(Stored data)
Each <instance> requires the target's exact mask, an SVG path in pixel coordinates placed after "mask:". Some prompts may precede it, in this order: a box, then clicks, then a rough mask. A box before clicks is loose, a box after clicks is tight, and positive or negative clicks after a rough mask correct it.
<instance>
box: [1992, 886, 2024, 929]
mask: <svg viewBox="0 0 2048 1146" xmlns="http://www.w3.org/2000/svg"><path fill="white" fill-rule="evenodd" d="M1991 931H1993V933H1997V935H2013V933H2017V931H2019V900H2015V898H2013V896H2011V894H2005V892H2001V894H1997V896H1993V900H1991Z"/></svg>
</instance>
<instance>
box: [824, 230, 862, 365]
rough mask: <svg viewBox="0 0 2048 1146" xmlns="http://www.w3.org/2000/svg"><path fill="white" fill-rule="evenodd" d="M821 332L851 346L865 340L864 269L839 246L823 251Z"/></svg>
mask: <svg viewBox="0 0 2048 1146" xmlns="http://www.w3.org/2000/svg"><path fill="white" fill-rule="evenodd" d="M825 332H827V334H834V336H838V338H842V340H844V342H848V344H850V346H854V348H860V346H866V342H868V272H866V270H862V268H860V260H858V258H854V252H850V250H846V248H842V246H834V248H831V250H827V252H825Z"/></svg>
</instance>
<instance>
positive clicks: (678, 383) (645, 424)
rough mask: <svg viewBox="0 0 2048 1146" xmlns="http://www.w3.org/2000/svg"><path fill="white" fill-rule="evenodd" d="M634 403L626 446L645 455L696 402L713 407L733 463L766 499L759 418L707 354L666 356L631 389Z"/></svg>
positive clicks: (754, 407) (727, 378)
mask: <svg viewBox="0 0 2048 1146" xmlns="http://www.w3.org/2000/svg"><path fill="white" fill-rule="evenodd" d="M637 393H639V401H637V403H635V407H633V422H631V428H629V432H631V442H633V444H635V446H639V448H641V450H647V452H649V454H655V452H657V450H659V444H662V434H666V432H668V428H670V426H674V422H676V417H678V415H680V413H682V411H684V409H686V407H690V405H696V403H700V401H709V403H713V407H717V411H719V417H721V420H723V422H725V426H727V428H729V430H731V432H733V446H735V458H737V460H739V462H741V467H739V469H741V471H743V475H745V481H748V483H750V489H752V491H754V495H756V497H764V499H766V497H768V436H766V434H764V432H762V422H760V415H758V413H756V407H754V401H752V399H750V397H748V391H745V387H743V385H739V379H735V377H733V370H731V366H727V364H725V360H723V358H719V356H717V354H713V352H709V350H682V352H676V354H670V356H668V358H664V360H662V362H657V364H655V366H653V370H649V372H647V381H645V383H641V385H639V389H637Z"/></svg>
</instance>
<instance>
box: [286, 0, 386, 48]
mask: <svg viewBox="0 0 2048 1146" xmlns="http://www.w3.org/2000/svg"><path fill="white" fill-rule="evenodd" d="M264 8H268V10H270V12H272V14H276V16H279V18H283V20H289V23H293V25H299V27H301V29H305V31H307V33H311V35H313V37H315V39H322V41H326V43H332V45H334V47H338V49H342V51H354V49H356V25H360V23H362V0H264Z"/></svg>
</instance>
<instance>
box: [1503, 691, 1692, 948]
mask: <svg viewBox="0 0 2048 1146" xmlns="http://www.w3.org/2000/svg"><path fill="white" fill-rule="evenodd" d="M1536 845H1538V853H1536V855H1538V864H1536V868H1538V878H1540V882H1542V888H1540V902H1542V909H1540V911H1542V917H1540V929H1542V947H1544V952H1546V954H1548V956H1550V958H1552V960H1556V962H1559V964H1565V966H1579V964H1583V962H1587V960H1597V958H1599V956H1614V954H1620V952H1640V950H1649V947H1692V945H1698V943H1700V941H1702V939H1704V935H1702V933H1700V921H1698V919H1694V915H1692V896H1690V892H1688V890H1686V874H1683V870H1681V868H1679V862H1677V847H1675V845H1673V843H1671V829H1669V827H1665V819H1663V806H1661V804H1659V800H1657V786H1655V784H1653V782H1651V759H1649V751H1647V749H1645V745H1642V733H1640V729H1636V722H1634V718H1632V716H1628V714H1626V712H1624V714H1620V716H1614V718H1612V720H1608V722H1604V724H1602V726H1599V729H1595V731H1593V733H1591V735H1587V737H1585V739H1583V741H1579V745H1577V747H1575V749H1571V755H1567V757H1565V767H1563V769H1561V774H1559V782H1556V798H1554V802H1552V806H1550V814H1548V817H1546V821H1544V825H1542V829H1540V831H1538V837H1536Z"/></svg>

> [Job item]:
List each line in the rows above that contains the string "clicks".

> [Expected answer]:
Each <instance> requires the target's exact mask, an SVG path in pixel coordinates placed after "mask:". Some prompts may precede it, in this order: a box, then clicks, then a rough mask. A box before clicks is loose, a box after clicks is tight, and positive or negative clicks after a rough mask correct it.
positive clicks: (678, 383) (645, 424)
positive clicks: (754, 407) (727, 378)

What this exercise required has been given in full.